### Challenge
Rewrite all of the items below, swapping every "Placement guideline" for "Marking rule" and leaving everything else untouched.

### Data provided
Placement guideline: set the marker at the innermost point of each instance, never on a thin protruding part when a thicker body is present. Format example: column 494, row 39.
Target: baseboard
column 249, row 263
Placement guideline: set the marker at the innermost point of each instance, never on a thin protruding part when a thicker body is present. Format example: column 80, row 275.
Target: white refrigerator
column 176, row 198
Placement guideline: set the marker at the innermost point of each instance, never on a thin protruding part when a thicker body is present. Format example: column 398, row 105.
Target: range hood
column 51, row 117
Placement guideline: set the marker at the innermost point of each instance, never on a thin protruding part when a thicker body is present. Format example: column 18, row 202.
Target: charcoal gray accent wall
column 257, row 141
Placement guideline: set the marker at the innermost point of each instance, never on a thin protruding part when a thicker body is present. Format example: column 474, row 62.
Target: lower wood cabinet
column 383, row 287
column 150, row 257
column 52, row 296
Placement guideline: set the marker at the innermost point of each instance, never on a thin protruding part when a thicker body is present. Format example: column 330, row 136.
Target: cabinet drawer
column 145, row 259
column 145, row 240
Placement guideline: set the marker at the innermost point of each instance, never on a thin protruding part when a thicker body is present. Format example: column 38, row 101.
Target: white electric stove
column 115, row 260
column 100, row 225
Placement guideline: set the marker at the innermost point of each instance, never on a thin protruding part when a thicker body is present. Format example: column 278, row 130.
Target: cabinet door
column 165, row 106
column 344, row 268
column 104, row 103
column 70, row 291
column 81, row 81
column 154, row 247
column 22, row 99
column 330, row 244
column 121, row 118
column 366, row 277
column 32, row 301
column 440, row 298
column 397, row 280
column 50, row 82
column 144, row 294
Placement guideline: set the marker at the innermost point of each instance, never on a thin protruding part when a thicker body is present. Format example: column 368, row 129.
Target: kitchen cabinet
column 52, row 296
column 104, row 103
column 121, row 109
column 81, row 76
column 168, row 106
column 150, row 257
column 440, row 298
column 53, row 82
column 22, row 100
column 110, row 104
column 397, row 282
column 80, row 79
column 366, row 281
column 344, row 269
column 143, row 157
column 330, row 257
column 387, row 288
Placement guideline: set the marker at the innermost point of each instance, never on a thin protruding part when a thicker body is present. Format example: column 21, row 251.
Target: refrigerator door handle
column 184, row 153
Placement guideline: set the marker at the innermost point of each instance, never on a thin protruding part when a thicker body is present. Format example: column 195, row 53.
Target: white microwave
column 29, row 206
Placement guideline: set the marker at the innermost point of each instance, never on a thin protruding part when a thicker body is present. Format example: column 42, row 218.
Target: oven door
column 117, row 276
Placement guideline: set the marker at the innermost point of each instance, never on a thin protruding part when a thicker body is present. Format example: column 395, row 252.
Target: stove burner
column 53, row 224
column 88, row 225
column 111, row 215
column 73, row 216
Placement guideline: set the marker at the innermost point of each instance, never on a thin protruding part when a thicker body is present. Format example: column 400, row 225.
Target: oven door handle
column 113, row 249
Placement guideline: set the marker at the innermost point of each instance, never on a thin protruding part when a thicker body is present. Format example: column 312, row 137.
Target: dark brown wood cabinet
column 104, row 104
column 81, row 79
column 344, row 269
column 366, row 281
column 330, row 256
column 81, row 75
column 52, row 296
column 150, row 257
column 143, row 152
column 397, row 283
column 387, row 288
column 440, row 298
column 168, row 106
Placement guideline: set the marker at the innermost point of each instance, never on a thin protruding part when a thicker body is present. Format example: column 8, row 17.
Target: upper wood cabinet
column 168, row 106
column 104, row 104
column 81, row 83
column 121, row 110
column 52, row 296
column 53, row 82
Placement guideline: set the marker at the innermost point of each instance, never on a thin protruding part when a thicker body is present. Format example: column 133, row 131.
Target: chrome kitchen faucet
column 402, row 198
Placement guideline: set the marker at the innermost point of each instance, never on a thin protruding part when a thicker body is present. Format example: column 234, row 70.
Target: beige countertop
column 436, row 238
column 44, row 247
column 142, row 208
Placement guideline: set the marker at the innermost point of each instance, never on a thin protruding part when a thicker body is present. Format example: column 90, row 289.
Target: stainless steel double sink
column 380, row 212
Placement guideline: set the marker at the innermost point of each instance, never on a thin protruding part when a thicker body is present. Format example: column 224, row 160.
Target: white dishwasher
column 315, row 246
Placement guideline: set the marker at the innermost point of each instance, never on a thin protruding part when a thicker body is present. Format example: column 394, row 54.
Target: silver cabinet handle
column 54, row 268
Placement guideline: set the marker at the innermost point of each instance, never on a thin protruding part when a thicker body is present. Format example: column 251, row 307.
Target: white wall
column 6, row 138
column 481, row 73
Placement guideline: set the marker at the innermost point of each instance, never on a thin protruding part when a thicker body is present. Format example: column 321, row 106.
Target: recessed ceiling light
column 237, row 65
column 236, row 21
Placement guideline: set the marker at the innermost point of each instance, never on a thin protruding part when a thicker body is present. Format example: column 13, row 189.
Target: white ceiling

### Right answer
Marking rule: set the marker at the innermost point of each instance, never on a thin protruding part when a thicker body is present. Format example: column 494, row 39.
Target: baseboard
column 249, row 263
Marking rule: set the marker at the innermost point of each instance, never on a thin protruding part when a thicker body is present. Format example: column 80, row 275.
Target: white refrigerator
column 176, row 198
Marking rule: set the marker at the innermost point of each instance, never on a thin protruding part when a thicker body is present. Format example: column 398, row 105.
Target: range hood
column 51, row 117
Marking rule: set the marker at the innermost point of each instance, never on a thin protruding part when a thicker body is present. Format example: column 18, row 202.
Target: charcoal gray accent wall
column 257, row 141
Marking rule: set the marker at the innermost point of each instance, never on a thin protruding part when a thicker body is present. Format example: column 474, row 62.
Target: lower wood cabinet
column 383, row 287
column 150, row 257
column 52, row 296
Marking rule: set the marker at the innermost point of each instance, never on a thin protruding part when a thicker body is present. Format example: column 330, row 136.
Target: cabinet drawer
column 145, row 259
column 145, row 240
Marking rule: set the marker at the innermost point of each instance, never on a thin protruding part when a thicker body is present. Format example: column 38, row 101.
Target: white electric stove
column 115, row 260
column 100, row 225
Marking rule: set the marker at the innermost point of each instance, never on a thin protruding part when a thicker body is present. Format example: column 278, row 130.
Target: cabinet door
column 165, row 106
column 344, row 268
column 104, row 103
column 70, row 291
column 81, row 81
column 154, row 247
column 22, row 99
column 330, row 244
column 121, row 118
column 366, row 277
column 32, row 301
column 440, row 298
column 397, row 280
column 50, row 82
column 144, row 294
Marking rule: set the marker at the innermost point of each instance, never on a thin protruding part when a thicker body is present. Format example: column 368, row 129.
Target: kitchen cabinet
column 52, row 296
column 104, row 103
column 121, row 109
column 81, row 76
column 168, row 106
column 150, row 257
column 440, row 298
column 53, row 82
column 22, row 100
column 110, row 104
column 397, row 282
column 80, row 79
column 366, row 281
column 344, row 269
column 143, row 157
column 330, row 257
column 387, row 288
Marking rule: set the marker at the innermost point of each instance, never on a thin protruding part when a thicker body is present. Format example: column 21, row 251.
Target: refrigerator door handle
column 184, row 153
Marking rule: set the marker at the innermost point of each instance, never on a thin protruding part when a thicker body is present. Format example: column 195, row 53.
Target: white microwave
column 29, row 206
Marking rule: set the marker at the innermost point of each instance, never on a thin protruding part when a thicker body is present. Format example: column 42, row 218.
Target: oven door
column 117, row 276
Marking rule: set the marker at the innermost point of each instance, never on a thin protruding part when a thicker body is present. Format example: column 395, row 252.
Target: stove burner
column 53, row 224
column 88, row 225
column 111, row 215
column 73, row 216
Marking rule: set the marker at the innermost point of each instance, never on a thin protruding part when a thicker body is present. Format example: column 400, row 225.
Target: oven door handle
column 113, row 249
Marking rule: set the marker at the innermost point of each instance, never on a thin protruding part when a thicker body is present. Format example: column 312, row 137.
Target: dark brown wood cabinet
column 104, row 104
column 81, row 79
column 344, row 269
column 366, row 281
column 330, row 256
column 81, row 75
column 52, row 296
column 150, row 257
column 143, row 152
column 397, row 283
column 387, row 288
column 440, row 298
column 168, row 106
Marking rule: set the marker at the innermost point of each instance, never on a thin protruding part when a thicker body is present. Format example: column 8, row 17.
Target: upper wood cabinet
column 168, row 106
column 104, row 104
column 81, row 83
column 121, row 110
column 52, row 296
column 53, row 82
Marking rule: set the marker at the innermost point of each instance, never on a thin protruding part when a thicker body is present. Format example: column 133, row 131.
Target: chrome kitchen faucet
column 402, row 198
Marking rule: set the marker at the innermost point of each instance, never on a thin protruding part when a thicker body is present. Format example: column 234, row 70.
Target: beige countertop
column 436, row 238
column 44, row 247
column 142, row 208
Marking rule: set the marker at the innermost point of each instance, never on a thin protruding part when a thicker body is present. Format example: column 90, row 289.
Target: stainless steel double sink
column 380, row 212
Marking rule: set the marker at the innermost point of each instance, never on a thin protruding part when a thicker body is present. Format example: column 224, row 160.
Target: white dishwasher
column 315, row 246
Marking rule: set the marker at the innermost point of each instance, never on a thin protruding part when a thicker body is present. Format example: column 394, row 54.
Target: silver cabinet handle
column 54, row 268
Marking rule: set the marker at the innermost point of each instance, never on a thin protruding part when a thicker body is present. Format example: column 251, row 307.
Target: white wall
column 6, row 138
column 481, row 73
Marking rule: set the marker at the innermost point of each instance, never on a thin protruding part when a thicker body is present. Format example: column 321, row 106.
Target: recessed ceiling light
column 237, row 65
column 236, row 21
Marking rule: set the marker at the innermost point of each instance, never on a thin protruding part when a thicker body is present. Format example: column 13, row 189.
Target: white ceiling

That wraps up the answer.